• Exercise objective: Your task is to extract every line from the material below exactly.

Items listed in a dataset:

◇ ◇ ◇ ◇ ◇

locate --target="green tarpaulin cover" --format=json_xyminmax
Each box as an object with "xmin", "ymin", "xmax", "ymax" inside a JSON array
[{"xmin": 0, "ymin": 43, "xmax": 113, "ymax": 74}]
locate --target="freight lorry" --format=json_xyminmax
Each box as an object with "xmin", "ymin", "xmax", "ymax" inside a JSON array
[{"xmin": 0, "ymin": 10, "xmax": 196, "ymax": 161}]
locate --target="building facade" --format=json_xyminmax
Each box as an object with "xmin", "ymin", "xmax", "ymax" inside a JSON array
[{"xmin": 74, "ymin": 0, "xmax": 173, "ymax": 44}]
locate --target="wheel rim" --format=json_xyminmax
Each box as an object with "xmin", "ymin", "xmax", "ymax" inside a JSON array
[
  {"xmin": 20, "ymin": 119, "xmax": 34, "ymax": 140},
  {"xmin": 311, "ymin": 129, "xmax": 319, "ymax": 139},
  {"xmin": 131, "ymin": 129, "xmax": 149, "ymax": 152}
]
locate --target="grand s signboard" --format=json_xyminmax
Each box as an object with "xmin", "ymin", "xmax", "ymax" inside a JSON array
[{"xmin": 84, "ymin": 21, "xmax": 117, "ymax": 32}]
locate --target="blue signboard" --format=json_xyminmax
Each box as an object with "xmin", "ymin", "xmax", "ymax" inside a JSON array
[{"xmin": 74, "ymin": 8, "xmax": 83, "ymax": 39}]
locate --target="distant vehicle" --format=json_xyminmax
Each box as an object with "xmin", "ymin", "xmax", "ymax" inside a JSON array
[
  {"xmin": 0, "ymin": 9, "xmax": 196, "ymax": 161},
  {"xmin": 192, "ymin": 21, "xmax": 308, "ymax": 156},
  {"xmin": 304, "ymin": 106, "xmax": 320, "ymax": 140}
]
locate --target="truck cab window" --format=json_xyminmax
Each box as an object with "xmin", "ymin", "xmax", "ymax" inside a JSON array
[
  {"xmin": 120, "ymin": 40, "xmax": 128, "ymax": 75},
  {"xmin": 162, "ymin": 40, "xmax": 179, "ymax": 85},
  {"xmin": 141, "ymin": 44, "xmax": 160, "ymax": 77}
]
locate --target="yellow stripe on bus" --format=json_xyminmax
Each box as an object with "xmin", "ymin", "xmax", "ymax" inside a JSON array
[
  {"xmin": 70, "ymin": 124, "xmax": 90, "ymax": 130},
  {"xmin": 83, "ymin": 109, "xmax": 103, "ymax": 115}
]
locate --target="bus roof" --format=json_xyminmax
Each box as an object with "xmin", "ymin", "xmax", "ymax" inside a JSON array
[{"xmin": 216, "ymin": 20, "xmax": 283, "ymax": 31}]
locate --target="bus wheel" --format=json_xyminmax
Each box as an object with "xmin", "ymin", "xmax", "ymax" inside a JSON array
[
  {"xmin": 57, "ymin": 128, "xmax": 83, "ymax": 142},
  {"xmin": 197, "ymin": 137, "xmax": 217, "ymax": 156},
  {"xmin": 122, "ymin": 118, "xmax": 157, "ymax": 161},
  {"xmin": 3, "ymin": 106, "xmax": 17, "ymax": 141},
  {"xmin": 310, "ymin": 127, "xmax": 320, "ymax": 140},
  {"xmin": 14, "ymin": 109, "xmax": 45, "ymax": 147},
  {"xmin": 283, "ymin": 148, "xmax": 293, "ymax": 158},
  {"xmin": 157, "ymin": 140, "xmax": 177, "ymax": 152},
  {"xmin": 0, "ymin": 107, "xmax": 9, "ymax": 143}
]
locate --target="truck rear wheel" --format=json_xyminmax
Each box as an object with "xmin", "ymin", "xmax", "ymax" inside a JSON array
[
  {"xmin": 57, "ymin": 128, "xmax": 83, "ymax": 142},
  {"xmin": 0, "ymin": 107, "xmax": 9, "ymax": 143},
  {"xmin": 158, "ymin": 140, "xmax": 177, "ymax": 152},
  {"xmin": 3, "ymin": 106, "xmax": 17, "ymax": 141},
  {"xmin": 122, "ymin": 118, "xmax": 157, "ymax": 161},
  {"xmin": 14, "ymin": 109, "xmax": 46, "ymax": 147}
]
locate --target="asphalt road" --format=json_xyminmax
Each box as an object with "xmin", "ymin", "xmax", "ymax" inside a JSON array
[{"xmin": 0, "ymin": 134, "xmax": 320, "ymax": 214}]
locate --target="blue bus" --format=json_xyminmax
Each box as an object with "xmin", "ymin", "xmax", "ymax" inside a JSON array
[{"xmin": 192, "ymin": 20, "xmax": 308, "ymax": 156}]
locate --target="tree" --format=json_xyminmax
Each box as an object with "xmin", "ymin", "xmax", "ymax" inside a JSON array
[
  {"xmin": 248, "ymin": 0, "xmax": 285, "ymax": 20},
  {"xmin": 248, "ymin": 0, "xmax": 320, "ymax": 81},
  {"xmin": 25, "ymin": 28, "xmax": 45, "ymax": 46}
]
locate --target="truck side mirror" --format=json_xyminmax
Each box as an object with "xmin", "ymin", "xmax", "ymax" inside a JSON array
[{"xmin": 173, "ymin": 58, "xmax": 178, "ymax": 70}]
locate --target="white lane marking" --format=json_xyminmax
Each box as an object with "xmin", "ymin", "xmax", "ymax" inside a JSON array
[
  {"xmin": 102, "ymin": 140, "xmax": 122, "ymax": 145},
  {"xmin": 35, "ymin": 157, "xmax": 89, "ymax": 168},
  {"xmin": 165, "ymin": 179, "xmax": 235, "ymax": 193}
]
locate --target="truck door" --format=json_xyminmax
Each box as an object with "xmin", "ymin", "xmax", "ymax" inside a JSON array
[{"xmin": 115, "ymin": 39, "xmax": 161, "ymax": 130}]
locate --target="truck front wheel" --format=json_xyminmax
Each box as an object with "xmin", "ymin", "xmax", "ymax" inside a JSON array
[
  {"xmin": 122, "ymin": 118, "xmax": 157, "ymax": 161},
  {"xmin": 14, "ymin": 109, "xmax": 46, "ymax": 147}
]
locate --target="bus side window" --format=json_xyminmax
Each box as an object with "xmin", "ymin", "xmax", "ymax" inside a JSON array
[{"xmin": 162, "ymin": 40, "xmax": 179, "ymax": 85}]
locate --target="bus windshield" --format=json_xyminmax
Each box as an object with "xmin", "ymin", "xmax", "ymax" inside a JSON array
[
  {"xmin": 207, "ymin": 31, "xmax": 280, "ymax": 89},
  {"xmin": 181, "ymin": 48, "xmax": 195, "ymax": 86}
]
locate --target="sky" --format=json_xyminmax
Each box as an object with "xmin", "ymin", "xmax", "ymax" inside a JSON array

◇ ◇ ◇ ◇ ◇

• Result of the exercise:
locate --target="green tarpaulin cover" --format=json_xyminmax
Each box as an object with "xmin", "ymin", "xmax", "ymax" inside a JSON array
[{"xmin": 0, "ymin": 43, "xmax": 113, "ymax": 74}]
locate --target="freight lorry" --format=json_xyminmax
Each box as an object with "xmin", "ymin", "xmax", "ymax" inside a JSON array
[{"xmin": 0, "ymin": 10, "xmax": 196, "ymax": 161}]
locate --target="building facade" --format=json_xyminmax
Each box as an object with "xmin", "ymin", "xmax", "ymax" inside a JSON array
[{"xmin": 74, "ymin": 0, "xmax": 173, "ymax": 44}]
locate --target="wheel rim" --format=json_xyminmax
Each box as an object with "xmin", "ymin", "xmax", "ymax" inside a JSON array
[
  {"xmin": 20, "ymin": 119, "xmax": 34, "ymax": 140},
  {"xmin": 311, "ymin": 129, "xmax": 319, "ymax": 139},
  {"xmin": 131, "ymin": 129, "xmax": 149, "ymax": 152}
]
locate --target="grand s signboard" --format=json_xyminmax
Each box as an object with "xmin", "ymin", "xmax", "ymax" inside a JSON array
[{"xmin": 84, "ymin": 21, "xmax": 117, "ymax": 32}]
locate --target="blue signboard" --format=json_xyminmax
Each box as an object with "xmin", "ymin", "xmax", "ymax" inside a JSON array
[{"xmin": 74, "ymin": 8, "xmax": 83, "ymax": 39}]
locate --target="distant vehicle" --format=json_xyminmax
Each box as an object with "xmin", "ymin", "xmax", "ymax" inside a JSON array
[
  {"xmin": 0, "ymin": 9, "xmax": 196, "ymax": 161},
  {"xmin": 192, "ymin": 21, "xmax": 308, "ymax": 156},
  {"xmin": 304, "ymin": 106, "xmax": 320, "ymax": 140}
]
locate --target="truck cab window" --format=json_xyminmax
Each box as an object with "xmin", "ymin", "xmax", "ymax" inside a JSON array
[
  {"xmin": 120, "ymin": 40, "xmax": 128, "ymax": 75},
  {"xmin": 162, "ymin": 40, "xmax": 179, "ymax": 85},
  {"xmin": 141, "ymin": 44, "xmax": 160, "ymax": 77}
]
locate --target="yellow stripe on bus" --format=json_xyminmax
Each box as an object with "xmin", "ymin", "xmax", "ymax" inside a JSON array
[
  {"xmin": 70, "ymin": 124, "xmax": 90, "ymax": 130},
  {"xmin": 83, "ymin": 109, "xmax": 103, "ymax": 115}
]
locate --target="bus roof" --format=json_xyminmax
Each box as an object with "xmin", "ymin", "xmax", "ymax" inside a JSON array
[{"xmin": 216, "ymin": 20, "xmax": 283, "ymax": 31}]
locate --target="bus wheel" --format=json_xyminmax
Each box as an object with "xmin", "ymin", "xmax", "ymax" inside a JSON array
[
  {"xmin": 57, "ymin": 128, "xmax": 83, "ymax": 142},
  {"xmin": 197, "ymin": 137, "xmax": 217, "ymax": 156},
  {"xmin": 122, "ymin": 118, "xmax": 157, "ymax": 161},
  {"xmin": 3, "ymin": 106, "xmax": 17, "ymax": 141},
  {"xmin": 310, "ymin": 127, "xmax": 320, "ymax": 140},
  {"xmin": 14, "ymin": 109, "xmax": 45, "ymax": 147},
  {"xmin": 283, "ymin": 148, "xmax": 293, "ymax": 158},
  {"xmin": 157, "ymin": 140, "xmax": 177, "ymax": 152},
  {"xmin": 0, "ymin": 107, "xmax": 9, "ymax": 143}
]
locate --target="truck rear wheel" --format=json_xyminmax
Each box as an object with "xmin", "ymin", "xmax", "ymax" inside a JSON array
[
  {"xmin": 57, "ymin": 128, "xmax": 83, "ymax": 142},
  {"xmin": 0, "ymin": 107, "xmax": 9, "ymax": 143},
  {"xmin": 158, "ymin": 140, "xmax": 177, "ymax": 152},
  {"xmin": 3, "ymin": 106, "xmax": 17, "ymax": 141},
  {"xmin": 122, "ymin": 118, "xmax": 157, "ymax": 161},
  {"xmin": 14, "ymin": 109, "xmax": 46, "ymax": 147}
]
locate --target="asphalt road" --format=json_xyminmax
Each box as an object with "xmin", "ymin", "xmax", "ymax" inside a JSON array
[{"xmin": 0, "ymin": 134, "xmax": 320, "ymax": 214}]
locate --target="blue bus" --format=json_xyminmax
Each box as an object with "xmin", "ymin", "xmax", "ymax" inside a JSON array
[{"xmin": 192, "ymin": 20, "xmax": 308, "ymax": 156}]
locate --target="tree" --format=json_xyminmax
Each box as an object with "xmin", "ymin", "xmax", "ymax" inside a JSON array
[
  {"xmin": 248, "ymin": 0, "xmax": 285, "ymax": 20},
  {"xmin": 248, "ymin": 0, "xmax": 320, "ymax": 81},
  {"xmin": 25, "ymin": 28, "xmax": 45, "ymax": 46}
]
locate --target="truck side mirror" --format=json_xyminmax
Each box as an object with "xmin", "ymin", "xmax", "ymax" inside a JSON array
[{"xmin": 173, "ymin": 58, "xmax": 178, "ymax": 70}]
locate --target="white lane marking" --format=json_xyminmax
Each box as an object with "xmin", "ymin", "xmax", "ymax" inside a JSON array
[
  {"xmin": 102, "ymin": 140, "xmax": 122, "ymax": 145},
  {"xmin": 35, "ymin": 157, "xmax": 89, "ymax": 168},
  {"xmin": 165, "ymin": 179, "xmax": 235, "ymax": 193}
]
locate --target="truck door" --format=json_xyminmax
Each box as an object with "xmin", "ymin", "xmax", "ymax" inside a JSON array
[{"xmin": 115, "ymin": 39, "xmax": 161, "ymax": 130}]
locate --target="truck front wheel" --format=json_xyminmax
Each box as an object with "xmin", "ymin", "xmax", "ymax" inside a JSON array
[
  {"xmin": 122, "ymin": 118, "xmax": 157, "ymax": 161},
  {"xmin": 14, "ymin": 109, "xmax": 46, "ymax": 147}
]
locate --target="bus side window" --format=json_xyminmax
Each box as an object with "xmin", "ymin", "xmax", "ymax" inside a JSON array
[{"xmin": 162, "ymin": 40, "xmax": 179, "ymax": 85}]
locate --target="bus windshield" --format=json_xyminmax
Each box as an object with "xmin", "ymin", "xmax", "ymax" inside a JSON array
[
  {"xmin": 207, "ymin": 31, "xmax": 280, "ymax": 89},
  {"xmin": 181, "ymin": 48, "xmax": 195, "ymax": 86}
]
locate --target="sky" --format=json_xyminmax
Each box as an object with "xmin", "ymin", "xmax", "ymax" inside a JSON array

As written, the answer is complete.